[PROVIDED TEXT]
========================================================================

There are a myriad of benefits to engaging in active play with a child, from fostering creativity to helping build physical and cognitive strength.
Playgrounds are often the setting of active play between parents and children, but care should be taken to avoid injuries. Playground injuries are more common and more serious than you might think.
Each year, more than 200,000 children ages 14 and younger are treated in hospital emergency departments for playground-related injuries, including broken bones, internal injuries, and concussions.
Preventing slide injuries
While bumps, bruises, and scraped knees are often par for the course during childhood, slide-derived broken legs may be avoided simply by electing not to ride down a slide with a child on your lap.
A new study by the American Academy of Pediatrics finds that children using slides are far more likely to injure their lower leg or shinbone when on a parent’s lap.
Kids who ride down a slide alone are unlikely to suffer a broken bone if their foot catches the edge or bottom of the equipment and is twisted backwards. But on a parent’s lap, they will whiz down the slide much faster because of the added weight of the adult, making bone fractures more likely if their foot gets caught.
Study details
The study, which looked at injuries in more than 350,000 children under age six on playground slides between 2002 and 2015, found that the majority of the injuries for toddlers and infants on slides are fractures.
“Many parents and caregivers go down a slide with a young child on their lap without giving it a second thought,” said the lead author of the new research, Dr. Charles Jennissen, from the University of Iowa.
“In most cases I have seen, the parents had no idea that doing so could possibly give their child such a significant injury,” he added. “They often say they would never have done it had they known.”
In light of the study’s findings, the researchers recommend that adults and teens not go down a slide with a young child on their lap. If caregivers do choose to do so, extreme caution must be used to prevent the child’s foot from catching on the slide’s surfaces.

========================================================================

[EXTRACTED DATA]
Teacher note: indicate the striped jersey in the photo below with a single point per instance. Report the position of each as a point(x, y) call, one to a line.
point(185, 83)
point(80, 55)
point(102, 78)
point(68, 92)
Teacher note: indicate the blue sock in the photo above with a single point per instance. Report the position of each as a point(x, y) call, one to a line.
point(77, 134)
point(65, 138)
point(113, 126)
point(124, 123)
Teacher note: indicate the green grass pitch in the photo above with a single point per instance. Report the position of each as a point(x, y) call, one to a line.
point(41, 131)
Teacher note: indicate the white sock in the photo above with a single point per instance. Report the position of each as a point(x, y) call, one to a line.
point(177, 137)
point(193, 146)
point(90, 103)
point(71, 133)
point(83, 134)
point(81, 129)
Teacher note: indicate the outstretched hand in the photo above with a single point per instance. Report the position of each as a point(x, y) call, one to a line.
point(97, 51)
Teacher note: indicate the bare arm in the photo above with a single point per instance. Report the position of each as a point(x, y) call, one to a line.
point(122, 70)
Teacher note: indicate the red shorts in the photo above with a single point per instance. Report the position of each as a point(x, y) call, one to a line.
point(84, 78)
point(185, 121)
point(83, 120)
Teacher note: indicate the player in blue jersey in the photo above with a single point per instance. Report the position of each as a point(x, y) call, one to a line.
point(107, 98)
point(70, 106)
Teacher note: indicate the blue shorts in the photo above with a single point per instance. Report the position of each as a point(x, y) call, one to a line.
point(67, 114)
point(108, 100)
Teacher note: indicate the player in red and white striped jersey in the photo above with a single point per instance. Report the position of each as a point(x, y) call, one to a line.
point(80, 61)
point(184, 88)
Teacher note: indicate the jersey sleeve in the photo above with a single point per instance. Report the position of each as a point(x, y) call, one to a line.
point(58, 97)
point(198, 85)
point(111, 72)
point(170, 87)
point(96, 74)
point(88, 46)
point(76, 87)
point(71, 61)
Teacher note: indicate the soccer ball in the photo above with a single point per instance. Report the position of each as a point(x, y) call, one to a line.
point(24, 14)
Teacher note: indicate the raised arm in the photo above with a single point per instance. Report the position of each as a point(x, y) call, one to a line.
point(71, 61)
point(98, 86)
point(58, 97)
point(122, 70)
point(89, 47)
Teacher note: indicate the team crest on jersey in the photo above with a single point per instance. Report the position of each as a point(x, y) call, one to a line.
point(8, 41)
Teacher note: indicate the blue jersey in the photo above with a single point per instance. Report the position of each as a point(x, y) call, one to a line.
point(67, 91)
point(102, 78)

========================================================================

[THE PROBLEM]
Reproduce verbatim the stretch of the text on playground slide injuries from "Playgrounds are often" through "on your lap.".

[ANSWER SPACE]
Playgrounds are often the setting of active play between parents and children, but care should be taken to avoid injuries. Playground injuries are more common and more serious than you might think.
Each year, more than 200,000 children ages 14 and younger are treated in hospital emergency departments for playground-related injuries, including broken bones, internal injuries, and concussions.
Preventing slide injuries
While bumps, bruises, and scraped knees are often par for the course during childhood, slide-derived broken legs may be avoided simply by electing not to ride down a slide with a child on your lap.